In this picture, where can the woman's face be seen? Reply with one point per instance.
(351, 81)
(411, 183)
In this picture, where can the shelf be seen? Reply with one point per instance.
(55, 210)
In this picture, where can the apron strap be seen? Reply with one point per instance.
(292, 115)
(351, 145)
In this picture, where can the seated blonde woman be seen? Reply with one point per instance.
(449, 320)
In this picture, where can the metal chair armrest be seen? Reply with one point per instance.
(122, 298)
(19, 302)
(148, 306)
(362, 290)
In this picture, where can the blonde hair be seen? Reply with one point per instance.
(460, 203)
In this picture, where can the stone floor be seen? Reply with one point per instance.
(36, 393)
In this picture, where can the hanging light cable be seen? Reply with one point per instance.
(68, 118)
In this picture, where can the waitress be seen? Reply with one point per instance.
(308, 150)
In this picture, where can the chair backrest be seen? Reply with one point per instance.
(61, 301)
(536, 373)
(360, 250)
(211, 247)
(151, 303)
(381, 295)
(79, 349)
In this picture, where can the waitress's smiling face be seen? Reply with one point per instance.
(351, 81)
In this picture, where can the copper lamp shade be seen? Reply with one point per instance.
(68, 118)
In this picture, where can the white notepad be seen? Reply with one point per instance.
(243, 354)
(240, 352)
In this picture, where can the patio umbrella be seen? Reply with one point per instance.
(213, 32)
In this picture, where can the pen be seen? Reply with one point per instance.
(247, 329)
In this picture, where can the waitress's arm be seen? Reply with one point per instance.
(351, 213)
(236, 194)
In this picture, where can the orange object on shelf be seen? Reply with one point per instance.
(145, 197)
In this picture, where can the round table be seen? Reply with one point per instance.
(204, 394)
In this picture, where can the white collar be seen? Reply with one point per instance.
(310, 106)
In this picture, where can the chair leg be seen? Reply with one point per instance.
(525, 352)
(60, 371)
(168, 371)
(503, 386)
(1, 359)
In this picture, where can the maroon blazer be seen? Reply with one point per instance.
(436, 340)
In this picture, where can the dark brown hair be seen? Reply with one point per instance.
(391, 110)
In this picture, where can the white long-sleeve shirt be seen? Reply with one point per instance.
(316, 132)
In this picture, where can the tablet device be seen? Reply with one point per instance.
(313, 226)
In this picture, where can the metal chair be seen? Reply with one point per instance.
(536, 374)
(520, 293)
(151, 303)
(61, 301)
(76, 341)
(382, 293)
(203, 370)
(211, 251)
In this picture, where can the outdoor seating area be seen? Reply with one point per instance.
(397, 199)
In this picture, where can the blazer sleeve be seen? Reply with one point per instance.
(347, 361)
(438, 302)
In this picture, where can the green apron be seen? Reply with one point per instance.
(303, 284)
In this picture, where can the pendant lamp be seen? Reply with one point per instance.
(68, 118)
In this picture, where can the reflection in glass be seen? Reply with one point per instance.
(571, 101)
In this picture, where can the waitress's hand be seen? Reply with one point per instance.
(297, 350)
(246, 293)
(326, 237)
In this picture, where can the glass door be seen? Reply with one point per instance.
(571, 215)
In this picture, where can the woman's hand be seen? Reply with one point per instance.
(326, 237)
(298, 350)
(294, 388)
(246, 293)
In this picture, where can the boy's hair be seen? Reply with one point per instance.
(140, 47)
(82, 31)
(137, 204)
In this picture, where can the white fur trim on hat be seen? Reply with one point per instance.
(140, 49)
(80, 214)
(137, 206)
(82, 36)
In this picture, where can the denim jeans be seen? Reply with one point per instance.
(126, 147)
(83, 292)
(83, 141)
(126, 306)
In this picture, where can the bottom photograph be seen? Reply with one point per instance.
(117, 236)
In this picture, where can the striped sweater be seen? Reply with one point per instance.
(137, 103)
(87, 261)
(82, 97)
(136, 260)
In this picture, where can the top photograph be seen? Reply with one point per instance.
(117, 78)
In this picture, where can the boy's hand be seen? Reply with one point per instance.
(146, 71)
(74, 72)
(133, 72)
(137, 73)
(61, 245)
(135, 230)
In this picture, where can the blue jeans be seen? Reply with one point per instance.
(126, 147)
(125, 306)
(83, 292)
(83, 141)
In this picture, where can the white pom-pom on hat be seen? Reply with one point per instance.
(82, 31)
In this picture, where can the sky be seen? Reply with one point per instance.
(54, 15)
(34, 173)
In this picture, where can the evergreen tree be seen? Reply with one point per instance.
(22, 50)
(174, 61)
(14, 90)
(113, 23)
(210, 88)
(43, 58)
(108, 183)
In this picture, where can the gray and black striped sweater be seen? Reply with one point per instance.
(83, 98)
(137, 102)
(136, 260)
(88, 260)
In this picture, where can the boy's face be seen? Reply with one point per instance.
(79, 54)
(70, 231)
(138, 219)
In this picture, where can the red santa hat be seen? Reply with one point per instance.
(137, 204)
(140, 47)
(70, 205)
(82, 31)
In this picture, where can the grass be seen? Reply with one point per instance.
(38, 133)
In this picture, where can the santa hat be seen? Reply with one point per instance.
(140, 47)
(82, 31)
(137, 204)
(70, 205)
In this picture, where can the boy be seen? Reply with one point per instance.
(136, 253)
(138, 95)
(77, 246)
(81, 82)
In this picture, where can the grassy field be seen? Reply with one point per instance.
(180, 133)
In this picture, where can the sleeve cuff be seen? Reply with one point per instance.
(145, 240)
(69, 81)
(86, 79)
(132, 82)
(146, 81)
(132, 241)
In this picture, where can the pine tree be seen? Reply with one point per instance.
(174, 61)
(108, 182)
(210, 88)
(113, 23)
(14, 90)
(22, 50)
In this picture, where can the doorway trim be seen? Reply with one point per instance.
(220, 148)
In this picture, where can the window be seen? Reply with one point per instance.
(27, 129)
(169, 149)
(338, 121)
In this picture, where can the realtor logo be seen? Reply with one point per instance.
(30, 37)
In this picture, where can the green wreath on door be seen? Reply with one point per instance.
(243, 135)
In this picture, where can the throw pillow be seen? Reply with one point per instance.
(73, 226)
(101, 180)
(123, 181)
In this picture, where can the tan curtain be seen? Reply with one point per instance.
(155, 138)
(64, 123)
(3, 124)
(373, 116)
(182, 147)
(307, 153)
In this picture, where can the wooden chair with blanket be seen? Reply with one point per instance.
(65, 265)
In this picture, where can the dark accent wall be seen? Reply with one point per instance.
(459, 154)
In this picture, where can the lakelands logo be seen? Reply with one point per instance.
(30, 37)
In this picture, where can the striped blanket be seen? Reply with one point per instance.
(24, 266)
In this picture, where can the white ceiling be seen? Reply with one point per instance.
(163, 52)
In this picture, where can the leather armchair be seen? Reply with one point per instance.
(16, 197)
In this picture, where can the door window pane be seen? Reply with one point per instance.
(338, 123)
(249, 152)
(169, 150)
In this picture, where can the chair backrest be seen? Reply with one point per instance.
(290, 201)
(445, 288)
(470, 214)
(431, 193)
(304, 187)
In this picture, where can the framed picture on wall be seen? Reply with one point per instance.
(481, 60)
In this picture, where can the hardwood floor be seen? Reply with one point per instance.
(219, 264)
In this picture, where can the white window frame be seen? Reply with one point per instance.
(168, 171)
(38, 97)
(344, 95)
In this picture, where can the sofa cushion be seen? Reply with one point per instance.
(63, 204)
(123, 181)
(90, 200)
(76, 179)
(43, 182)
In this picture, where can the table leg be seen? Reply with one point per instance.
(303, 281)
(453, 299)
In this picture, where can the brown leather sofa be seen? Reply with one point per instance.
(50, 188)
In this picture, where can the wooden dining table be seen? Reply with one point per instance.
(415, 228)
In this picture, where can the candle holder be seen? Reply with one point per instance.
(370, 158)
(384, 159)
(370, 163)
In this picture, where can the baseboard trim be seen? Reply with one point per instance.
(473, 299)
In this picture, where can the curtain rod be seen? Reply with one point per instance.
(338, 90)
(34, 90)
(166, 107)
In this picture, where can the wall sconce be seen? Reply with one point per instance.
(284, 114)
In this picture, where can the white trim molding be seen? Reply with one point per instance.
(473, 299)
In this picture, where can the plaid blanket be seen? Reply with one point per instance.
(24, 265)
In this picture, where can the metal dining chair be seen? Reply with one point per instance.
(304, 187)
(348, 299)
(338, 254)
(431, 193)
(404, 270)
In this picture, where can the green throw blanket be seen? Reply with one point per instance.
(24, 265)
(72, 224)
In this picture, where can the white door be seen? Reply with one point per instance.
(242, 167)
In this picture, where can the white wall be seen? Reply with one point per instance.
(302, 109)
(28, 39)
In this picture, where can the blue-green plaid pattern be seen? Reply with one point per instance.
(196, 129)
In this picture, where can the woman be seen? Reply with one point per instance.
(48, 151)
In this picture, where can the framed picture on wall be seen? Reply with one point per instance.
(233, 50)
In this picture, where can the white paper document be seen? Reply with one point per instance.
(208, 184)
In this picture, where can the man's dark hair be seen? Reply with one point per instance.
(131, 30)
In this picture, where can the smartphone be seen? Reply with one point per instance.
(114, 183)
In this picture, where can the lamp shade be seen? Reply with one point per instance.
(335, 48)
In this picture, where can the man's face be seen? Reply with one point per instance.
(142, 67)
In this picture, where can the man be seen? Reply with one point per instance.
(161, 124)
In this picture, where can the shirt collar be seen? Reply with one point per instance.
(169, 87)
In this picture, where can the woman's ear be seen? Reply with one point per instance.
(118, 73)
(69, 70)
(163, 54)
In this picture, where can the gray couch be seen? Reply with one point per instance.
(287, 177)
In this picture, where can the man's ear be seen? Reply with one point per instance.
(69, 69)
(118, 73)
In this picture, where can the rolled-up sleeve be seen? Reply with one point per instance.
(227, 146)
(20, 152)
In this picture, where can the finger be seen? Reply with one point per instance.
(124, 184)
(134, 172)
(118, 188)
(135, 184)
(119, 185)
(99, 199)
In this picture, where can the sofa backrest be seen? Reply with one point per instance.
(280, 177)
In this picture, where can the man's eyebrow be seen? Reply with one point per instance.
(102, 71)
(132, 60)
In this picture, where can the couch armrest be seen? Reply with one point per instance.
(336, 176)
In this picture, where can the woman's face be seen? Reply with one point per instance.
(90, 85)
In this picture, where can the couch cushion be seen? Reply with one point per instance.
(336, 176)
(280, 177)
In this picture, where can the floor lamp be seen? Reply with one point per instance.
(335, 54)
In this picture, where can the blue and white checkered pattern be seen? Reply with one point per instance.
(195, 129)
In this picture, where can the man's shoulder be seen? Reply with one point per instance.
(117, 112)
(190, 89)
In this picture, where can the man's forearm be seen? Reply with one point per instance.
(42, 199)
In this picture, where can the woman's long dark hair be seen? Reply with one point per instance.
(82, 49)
::::::
Only the lines from the one with "In this picture, where can the woman's ear" to the end of the entries above belong in your answer. Retype them exactly.

In this picture, where can the woman's ear be seen? Reply with one point per instance.
(118, 73)
(69, 70)
(163, 54)
In this picture, where can the gray couch be seen? Reply with one point per instance.
(287, 177)
In this picture, where can the man's ear be seen? Reply with one point per instance.
(69, 69)
(118, 73)
In this picture, where can the rolled-up sleeve be seen? Reply with one point per instance.
(227, 146)
(20, 152)
In this picture, where can the finger be seen? Reply with one point per instance.
(124, 184)
(134, 172)
(118, 188)
(135, 184)
(119, 185)
(99, 199)
In this picture, where can the sofa backrest be seen? Reply with one point per instance.
(280, 177)
In this picture, where can the man's eyebrow be seen? Reply with one point per instance.
(102, 71)
(132, 60)
In this picture, where can the couch armrest be seen? Reply with one point per instance.
(336, 176)
In this picture, where can the woman's face be seen? Reply with one point per instance.
(90, 85)
In this picture, where can the couch cushion be seen? Reply with one point per instance.
(336, 176)
(280, 177)
In this picture, where can the floor lamp be seen? Reply with one point per instance.
(335, 54)
In this picture, where can the blue and white checkered pattern be seen? Reply with one point per instance.
(195, 129)
In this picture, where can the man's shoulder be seen? Reply with one point per instance.
(117, 112)
(190, 89)
In this picture, where can the man's forearm be seen? Reply with one point per instance.
(42, 199)
In this picture, where can the woman's long dark hair be seen? Reply with one point per instance.
(82, 49)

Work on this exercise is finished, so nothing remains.